● **Exercise task**
Return the lines below verbatim, from the start through the line holding "x=263, y=272", inclusive, and leave out the pictures.

+ + + + +

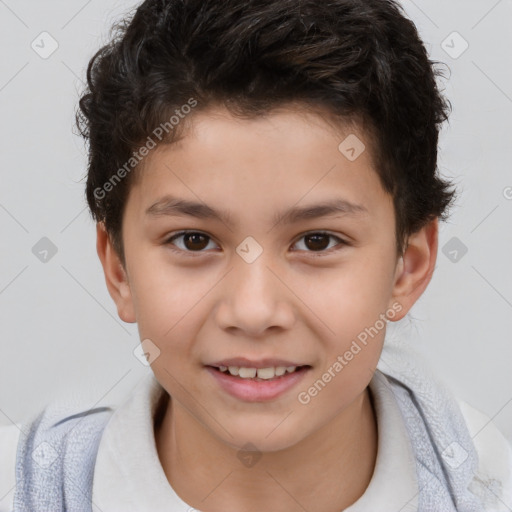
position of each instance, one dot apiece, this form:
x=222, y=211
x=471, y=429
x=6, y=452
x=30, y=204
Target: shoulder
x=9, y=436
x=57, y=446
x=494, y=478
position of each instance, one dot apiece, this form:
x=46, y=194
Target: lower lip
x=254, y=390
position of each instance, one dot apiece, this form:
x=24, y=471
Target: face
x=263, y=272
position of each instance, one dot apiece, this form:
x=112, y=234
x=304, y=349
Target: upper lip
x=243, y=362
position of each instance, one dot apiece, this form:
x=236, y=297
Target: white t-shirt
x=128, y=476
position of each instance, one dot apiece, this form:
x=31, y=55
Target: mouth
x=270, y=373
x=257, y=384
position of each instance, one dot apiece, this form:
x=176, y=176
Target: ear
x=115, y=275
x=414, y=270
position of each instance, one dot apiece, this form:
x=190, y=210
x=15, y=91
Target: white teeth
x=262, y=373
x=247, y=373
x=266, y=373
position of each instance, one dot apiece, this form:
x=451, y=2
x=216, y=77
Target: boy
x=258, y=130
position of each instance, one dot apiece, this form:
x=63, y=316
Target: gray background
x=60, y=334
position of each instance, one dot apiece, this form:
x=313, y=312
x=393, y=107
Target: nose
x=255, y=298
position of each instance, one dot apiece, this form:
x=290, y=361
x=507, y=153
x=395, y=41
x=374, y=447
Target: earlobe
x=414, y=270
x=116, y=278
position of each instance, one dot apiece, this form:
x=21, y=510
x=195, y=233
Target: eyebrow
x=172, y=206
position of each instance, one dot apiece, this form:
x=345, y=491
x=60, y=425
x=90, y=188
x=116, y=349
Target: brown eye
x=319, y=242
x=193, y=241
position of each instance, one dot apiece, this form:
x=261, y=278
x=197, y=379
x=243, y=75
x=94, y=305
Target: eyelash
x=313, y=253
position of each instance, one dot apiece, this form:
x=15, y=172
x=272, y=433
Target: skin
x=289, y=303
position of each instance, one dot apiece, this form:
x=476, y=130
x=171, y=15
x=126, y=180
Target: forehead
x=287, y=156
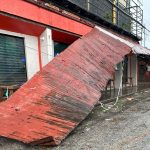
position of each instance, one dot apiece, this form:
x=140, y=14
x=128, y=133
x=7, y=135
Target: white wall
x=118, y=76
x=31, y=52
x=47, y=48
x=133, y=69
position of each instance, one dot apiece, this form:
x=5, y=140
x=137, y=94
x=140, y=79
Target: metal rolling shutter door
x=12, y=60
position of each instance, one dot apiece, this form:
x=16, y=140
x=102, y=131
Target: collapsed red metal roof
x=50, y=105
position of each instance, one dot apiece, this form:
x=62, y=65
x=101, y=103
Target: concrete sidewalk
x=125, y=127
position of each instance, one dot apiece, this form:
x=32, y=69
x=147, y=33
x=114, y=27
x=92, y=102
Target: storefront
x=143, y=68
x=12, y=60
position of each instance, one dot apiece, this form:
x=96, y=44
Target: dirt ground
x=125, y=127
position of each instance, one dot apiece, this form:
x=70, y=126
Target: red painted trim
x=39, y=52
x=20, y=26
x=32, y=12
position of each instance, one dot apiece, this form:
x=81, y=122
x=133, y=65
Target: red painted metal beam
x=49, y=106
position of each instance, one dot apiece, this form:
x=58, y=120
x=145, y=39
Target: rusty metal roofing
x=50, y=105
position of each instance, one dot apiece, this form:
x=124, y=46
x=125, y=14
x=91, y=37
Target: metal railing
x=126, y=14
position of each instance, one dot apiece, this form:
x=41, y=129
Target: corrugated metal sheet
x=49, y=106
x=136, y=48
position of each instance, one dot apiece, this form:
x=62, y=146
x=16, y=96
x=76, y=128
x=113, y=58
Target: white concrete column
x=118, y=76
x=133, y=69
x=47, y=46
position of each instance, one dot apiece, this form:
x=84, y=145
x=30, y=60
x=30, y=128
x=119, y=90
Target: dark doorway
x=12, y=60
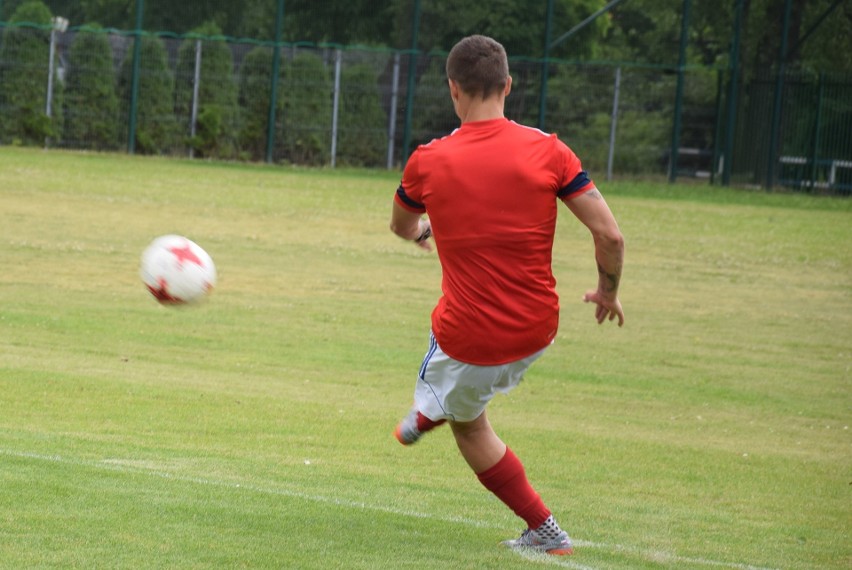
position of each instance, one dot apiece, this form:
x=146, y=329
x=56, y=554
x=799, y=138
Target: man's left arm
x=411, y=226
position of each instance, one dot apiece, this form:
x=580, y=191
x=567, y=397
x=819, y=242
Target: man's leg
x=502, y=473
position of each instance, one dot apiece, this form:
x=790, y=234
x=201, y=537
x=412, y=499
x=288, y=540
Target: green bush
x=217, y=120
x=363, y=124
x=307, y=94
x=434, y=115
x=255, y=79
x=24, y=58
x=91, y=103
x=156, y=126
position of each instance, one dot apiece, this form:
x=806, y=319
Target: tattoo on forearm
x=609, y=281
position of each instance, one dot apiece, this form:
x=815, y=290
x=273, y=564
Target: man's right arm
x=592, y=210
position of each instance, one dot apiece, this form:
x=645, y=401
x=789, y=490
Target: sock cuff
x=507, y=467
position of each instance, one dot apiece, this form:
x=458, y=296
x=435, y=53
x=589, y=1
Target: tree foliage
x=363, y=123
x=91, y=103
x=635, y=30
x=23, y=80
x=156, y=126
x=218, y=112
x=307, y=98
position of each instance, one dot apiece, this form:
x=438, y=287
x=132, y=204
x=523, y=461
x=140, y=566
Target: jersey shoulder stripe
x=580, y=182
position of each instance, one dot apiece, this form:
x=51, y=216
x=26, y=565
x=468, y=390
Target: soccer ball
x=176, y=270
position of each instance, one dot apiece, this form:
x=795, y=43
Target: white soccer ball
x=177, y=270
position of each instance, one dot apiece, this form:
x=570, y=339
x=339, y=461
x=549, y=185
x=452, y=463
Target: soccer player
x=490, y=190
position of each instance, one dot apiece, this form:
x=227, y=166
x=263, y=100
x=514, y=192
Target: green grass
x=712, y=431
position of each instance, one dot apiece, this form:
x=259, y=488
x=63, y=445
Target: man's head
x=478, y=64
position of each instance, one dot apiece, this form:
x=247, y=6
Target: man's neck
x=476, y=109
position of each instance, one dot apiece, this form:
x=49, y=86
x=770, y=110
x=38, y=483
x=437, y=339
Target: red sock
x=424, y=424
x=508, y=480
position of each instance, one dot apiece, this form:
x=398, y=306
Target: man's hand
x=605, y=308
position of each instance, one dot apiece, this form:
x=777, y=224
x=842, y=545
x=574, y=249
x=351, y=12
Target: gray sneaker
x=558, y=545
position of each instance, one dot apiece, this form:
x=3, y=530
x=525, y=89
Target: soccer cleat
x=413, y=426
x=558, y=544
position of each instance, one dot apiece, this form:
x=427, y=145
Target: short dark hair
x=479, y=65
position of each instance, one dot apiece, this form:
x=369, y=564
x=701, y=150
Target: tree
x=24, y=59
x=363, y=132
x=91, y=103
x=217, y=121
x=254, y=94
x=156, y=130
x=307, y=94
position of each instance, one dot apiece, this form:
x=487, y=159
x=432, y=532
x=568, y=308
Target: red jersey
x=490, y=189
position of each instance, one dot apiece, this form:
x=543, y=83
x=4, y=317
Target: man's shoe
x=558, y=545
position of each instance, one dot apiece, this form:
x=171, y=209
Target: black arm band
x=427, y=233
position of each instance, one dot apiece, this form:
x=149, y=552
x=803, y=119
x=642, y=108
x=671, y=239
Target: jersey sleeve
x=575, y=180
x=409, y=193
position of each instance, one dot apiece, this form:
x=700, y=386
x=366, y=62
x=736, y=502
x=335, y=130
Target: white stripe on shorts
x=449, y=389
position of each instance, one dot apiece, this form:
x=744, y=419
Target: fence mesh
x=209, y=97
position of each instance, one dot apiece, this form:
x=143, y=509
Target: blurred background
x=746, y=92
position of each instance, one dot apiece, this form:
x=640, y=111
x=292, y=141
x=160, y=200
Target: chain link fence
x=205, y=96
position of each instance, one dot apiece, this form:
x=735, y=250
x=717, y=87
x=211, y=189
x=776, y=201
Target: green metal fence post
x=776, y=104
x=134, y=82
x=412, y=75
x=545, y=66
x=720, y=82
x=817, y=128
x=734, y=67
x=684, y=37
x=273, y=83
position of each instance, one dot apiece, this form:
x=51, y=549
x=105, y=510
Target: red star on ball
x=186, y=254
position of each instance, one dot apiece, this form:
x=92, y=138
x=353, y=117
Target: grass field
x=254, y=431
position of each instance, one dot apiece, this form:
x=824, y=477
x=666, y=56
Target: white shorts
x=457, y=391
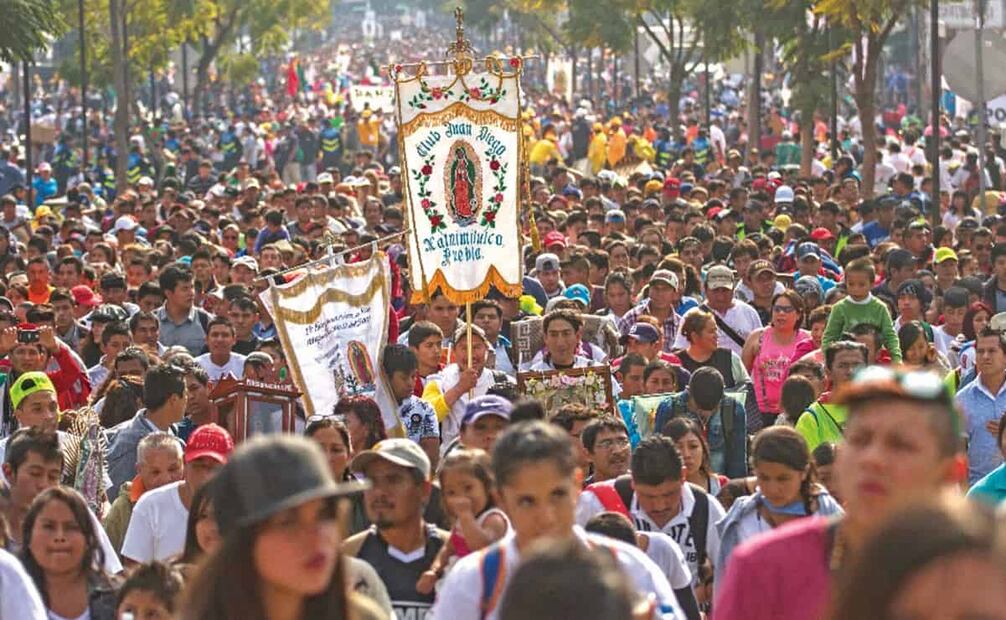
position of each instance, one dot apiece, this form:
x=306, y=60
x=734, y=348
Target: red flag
x=293, y=81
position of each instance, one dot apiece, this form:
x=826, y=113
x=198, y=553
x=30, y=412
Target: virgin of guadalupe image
x=462, y=179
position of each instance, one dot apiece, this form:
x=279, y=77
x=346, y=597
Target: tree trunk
x=121, y=119
x=755, y=94
x=865, y=92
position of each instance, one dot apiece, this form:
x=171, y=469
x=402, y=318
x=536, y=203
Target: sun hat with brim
x=397, y=451
x=27, y=384
x=269, y=474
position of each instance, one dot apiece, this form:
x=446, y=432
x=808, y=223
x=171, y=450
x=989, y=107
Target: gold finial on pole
x=461, y=46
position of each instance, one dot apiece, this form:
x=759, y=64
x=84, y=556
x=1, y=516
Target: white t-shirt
x=678, y=527
x=234, y=366
x=157, y=528
x=460, y=595
x=666, y=554
x=19, y=599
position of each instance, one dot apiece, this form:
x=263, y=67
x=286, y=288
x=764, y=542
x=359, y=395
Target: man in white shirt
x=220, y=361
x=157, y=527
x=735, y=314
x=538, y=482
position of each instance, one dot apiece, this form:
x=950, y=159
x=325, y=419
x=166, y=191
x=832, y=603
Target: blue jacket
x=729, y=526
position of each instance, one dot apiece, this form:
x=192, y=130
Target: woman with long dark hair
x=279, y=559
x=62, y=555
x=787, y=490
x=363, y=421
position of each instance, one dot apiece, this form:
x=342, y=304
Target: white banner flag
x=375, y=98
x=461, y=149
x=333, y=326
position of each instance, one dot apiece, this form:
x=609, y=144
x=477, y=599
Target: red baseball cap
x=554, y=238
x=211, y=441
x=85, y=296
x=821, y=235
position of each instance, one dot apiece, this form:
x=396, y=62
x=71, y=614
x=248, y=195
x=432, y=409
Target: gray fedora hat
x=269, y=474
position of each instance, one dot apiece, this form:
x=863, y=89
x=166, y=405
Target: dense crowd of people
x=806, y=379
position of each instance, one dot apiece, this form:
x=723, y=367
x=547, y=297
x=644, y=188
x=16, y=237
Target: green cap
x=27, y=384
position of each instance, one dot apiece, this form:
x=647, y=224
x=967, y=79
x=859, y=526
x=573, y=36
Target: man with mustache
x=399, y=546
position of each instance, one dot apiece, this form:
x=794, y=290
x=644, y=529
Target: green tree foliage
x=869, y=23
x=27, y=26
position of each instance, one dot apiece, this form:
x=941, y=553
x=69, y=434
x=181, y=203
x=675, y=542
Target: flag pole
x=468, y=340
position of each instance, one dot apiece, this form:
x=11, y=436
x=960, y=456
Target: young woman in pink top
x=769, y=351
x=901, y=442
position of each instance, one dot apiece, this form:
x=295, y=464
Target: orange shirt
x=39, y=297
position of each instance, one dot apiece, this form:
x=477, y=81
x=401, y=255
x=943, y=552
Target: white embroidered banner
x=461, y=148
x=333, y=326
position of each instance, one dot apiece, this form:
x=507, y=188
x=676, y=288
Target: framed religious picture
x=591, y=386
x=245, y=408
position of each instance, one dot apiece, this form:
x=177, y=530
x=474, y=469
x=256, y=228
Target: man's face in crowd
x=200, y=471
x=429, y=352
x=490, y=322
x=160, y=466
x=482, y=433
x=611, y=454
x=691, y=254
x=661, y=502
x=202, y=269
x=989, y=356
x=540, y=501
x=443, y=313
x=146, y=333
x=549, y=280
x=220, y=339
x=844, y=365
x=67, y=276
x=38, y=275
x=62, y=311
x=561, y=339
x=395, y=497
x=39, y=410
x=632, y=380
x=242, y=320
x=28, y=356
x=182, y=296
x=33, y=476
x=115, y=295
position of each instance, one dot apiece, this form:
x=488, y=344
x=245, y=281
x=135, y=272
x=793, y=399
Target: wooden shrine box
x=245, y=408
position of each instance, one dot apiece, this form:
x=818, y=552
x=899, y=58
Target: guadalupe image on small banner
x=333, y=326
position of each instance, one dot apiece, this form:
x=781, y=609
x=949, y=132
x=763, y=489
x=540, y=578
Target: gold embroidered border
x=458, y=296
x=460, y=110
x=324, y=276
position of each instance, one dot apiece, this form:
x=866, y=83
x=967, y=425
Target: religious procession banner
x=333, y=326
x=461, y=148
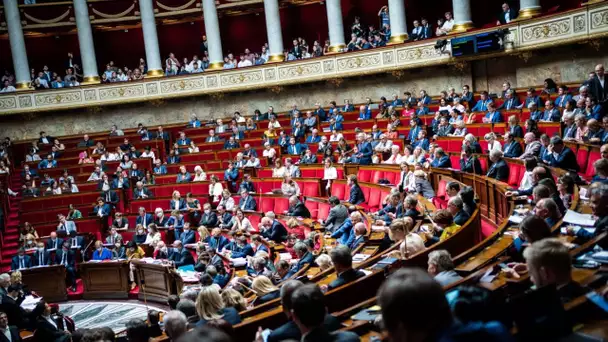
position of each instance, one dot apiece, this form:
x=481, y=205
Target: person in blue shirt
x=231, y=175
x=492, y=116
x=562, y=97
x=356, y=194
x=364, y=113
x=482, y=104
x=194, y=121
x=441, y=160
x=101, y=253
x=511, y=147
x=365, y=150
x=414, y=131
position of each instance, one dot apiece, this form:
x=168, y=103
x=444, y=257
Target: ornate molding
x=587, y=25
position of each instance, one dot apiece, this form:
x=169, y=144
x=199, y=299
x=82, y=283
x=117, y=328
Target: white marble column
x=17, y=41
x=396, y=12
x=462, y=15
x=148, y=26
x=529, y=9
x=273, y=29
x=85, y=42
x=212, y=30
x=336, y=26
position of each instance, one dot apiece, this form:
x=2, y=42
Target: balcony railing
x=586, y=23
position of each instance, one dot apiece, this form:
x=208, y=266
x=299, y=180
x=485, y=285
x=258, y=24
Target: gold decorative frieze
x=128, y=91
x=236, y=79
x=58, y=98
x=300, y=70
x=550, y=30
x=8, y=102
x=588, y=25
x=182, y=85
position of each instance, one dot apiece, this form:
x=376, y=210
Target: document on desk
x=579, y=219
x=29, y=303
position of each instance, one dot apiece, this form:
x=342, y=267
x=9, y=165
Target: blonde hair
x=324, y=262
x=16, y=277
x=209, y=302
x=203, y=233
x=235, y=299
x=261, y=285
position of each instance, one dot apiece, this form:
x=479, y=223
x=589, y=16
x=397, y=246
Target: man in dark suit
x=290, y=330
x=21, y=261
x=144, y=218
x=297, y=208
x=54, y=242
x=180, y=256
x=11, y=330
x=468, y=162
x=209, y=218
x=308, y=311
x=272, y=229
x=41, y=257
x=561, y=156
x=343, y=263
x=597, y=86
x=499, y=169
x=65, y=256
x=507, y=15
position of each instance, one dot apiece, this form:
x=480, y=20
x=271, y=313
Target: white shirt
x=330, y=173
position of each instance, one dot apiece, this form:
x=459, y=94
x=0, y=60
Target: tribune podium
x=46, y=281
x=157, y=281
x=105, y=280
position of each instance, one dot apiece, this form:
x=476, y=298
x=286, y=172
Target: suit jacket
x=57, y=244
x=45, y=331
x=27, y=262
x=512, y=149
x=532, y=150
x=345, y=278
x=499, y=171
x=356, y=195
x=299, y=210
x=209, y=220
x=140, y=220
x=247, y=203
x=46, y=258
x=181, y=258
x=15, y=337
x=290, y=331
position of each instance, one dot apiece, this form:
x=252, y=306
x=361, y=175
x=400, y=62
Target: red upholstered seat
x=337, y=189
x=581, y=159
x=593, y=156
x=364, y=175
x=514, y=174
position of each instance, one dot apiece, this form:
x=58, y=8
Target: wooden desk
x=107, y=279
x=47, y=281
x=157, y=281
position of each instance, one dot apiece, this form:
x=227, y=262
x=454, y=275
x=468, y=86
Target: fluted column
x=85, y=42
x=336, y=25
x=396, y=13
x=15, y=35
x=273, y=28
x=148, y=25
x=212, y=30
x=529, y=9
x=462, y=15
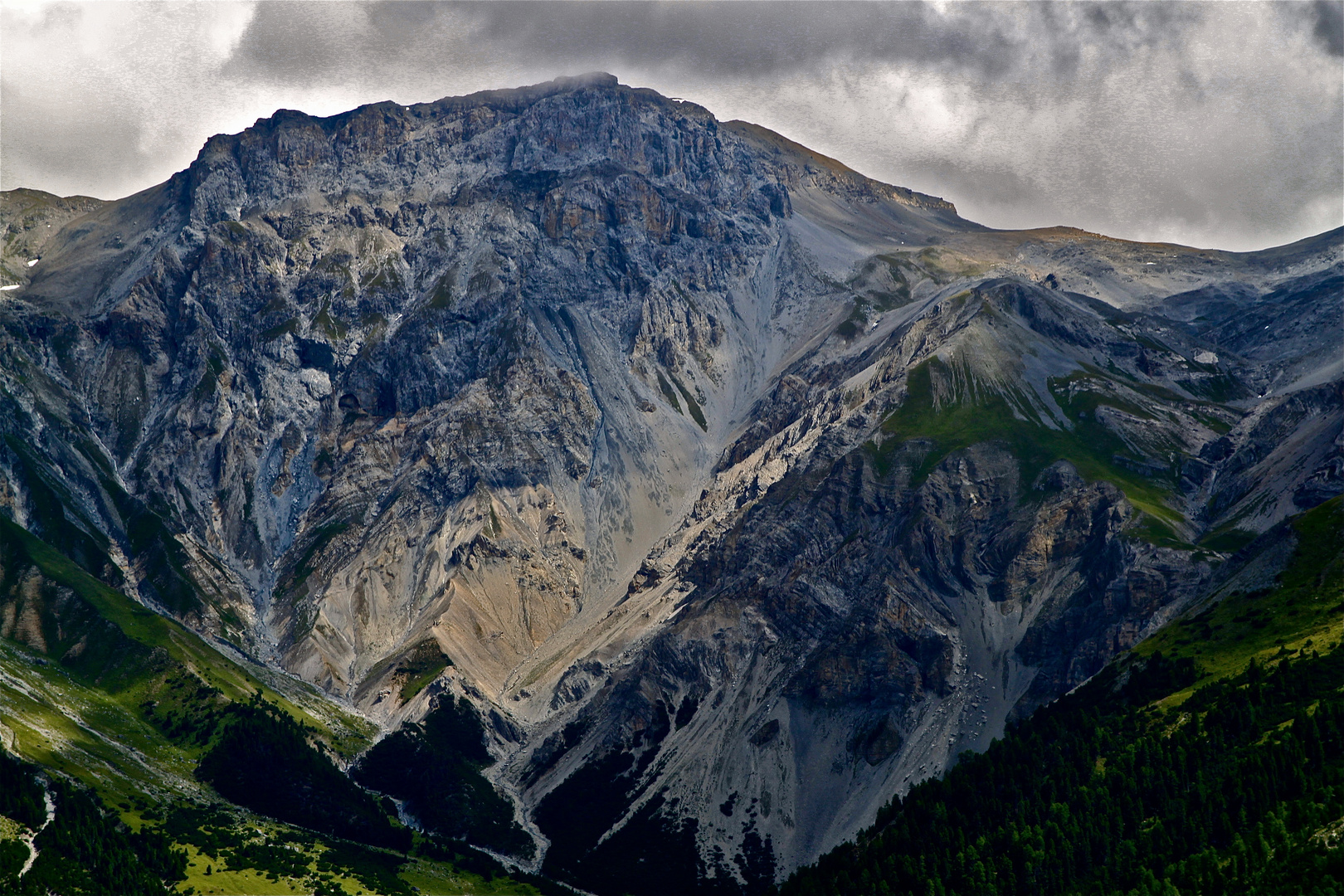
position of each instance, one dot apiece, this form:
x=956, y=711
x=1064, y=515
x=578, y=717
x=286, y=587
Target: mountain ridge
x=538, y=377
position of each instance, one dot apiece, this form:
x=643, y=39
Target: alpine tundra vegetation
x=559, y=488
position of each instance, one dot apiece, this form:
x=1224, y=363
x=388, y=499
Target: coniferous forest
x=1155, y=778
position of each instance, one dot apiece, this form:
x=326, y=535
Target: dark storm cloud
x=1329, y=26
x=1210, y=124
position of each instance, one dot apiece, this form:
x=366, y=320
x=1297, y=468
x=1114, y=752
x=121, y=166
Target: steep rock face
x=738, y=489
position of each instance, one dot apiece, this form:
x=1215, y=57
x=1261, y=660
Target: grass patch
x=667, y=392
x=424, y=664
x=280, y=329
x=1305, y=611
x=1227, y=540
x=988, y=416
x=696, y=414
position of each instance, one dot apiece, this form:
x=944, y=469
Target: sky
x=1209, y=124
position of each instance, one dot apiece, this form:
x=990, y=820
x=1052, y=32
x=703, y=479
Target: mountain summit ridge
x=735, y=490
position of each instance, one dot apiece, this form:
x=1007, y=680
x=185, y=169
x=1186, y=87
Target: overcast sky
x=1216, y=124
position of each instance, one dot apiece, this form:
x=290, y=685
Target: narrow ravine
x=28, y=839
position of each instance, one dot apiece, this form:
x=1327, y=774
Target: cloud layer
x=1205, y=124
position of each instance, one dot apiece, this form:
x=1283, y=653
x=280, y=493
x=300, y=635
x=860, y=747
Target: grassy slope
x=97, y=733
x=1198, y=685
x=990, y=418
x=1305, y=611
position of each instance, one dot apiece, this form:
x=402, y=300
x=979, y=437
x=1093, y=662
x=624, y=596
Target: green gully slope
x=1214, y=767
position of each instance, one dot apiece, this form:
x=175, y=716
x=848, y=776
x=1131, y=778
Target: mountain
x=728, y=490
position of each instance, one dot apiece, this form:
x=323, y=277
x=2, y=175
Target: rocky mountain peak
x=734, y=489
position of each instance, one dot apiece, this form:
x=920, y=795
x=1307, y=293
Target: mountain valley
x=609, y=486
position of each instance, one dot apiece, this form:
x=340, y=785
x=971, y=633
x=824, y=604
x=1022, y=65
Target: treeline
x=436, y=767
x=85, y=850
x=1230, y=793
x=262, y=759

+ + + + +

● **Solution to the exercise**
position of each instance, one dot apiece, this form:
x=222, y=211
x=471, y=429
x=6, y=452
x=30, y=204
Target: shoulder
x=9, y=436
x=57, y=446
x=494, y=478
position of each instance, one dot apiece, this form:
x=46, y=194
Target: lower lip
x=254, y=390
position of each instance, one dot apiece, this form:
x=24, y=471
Target: face
x=263, y=272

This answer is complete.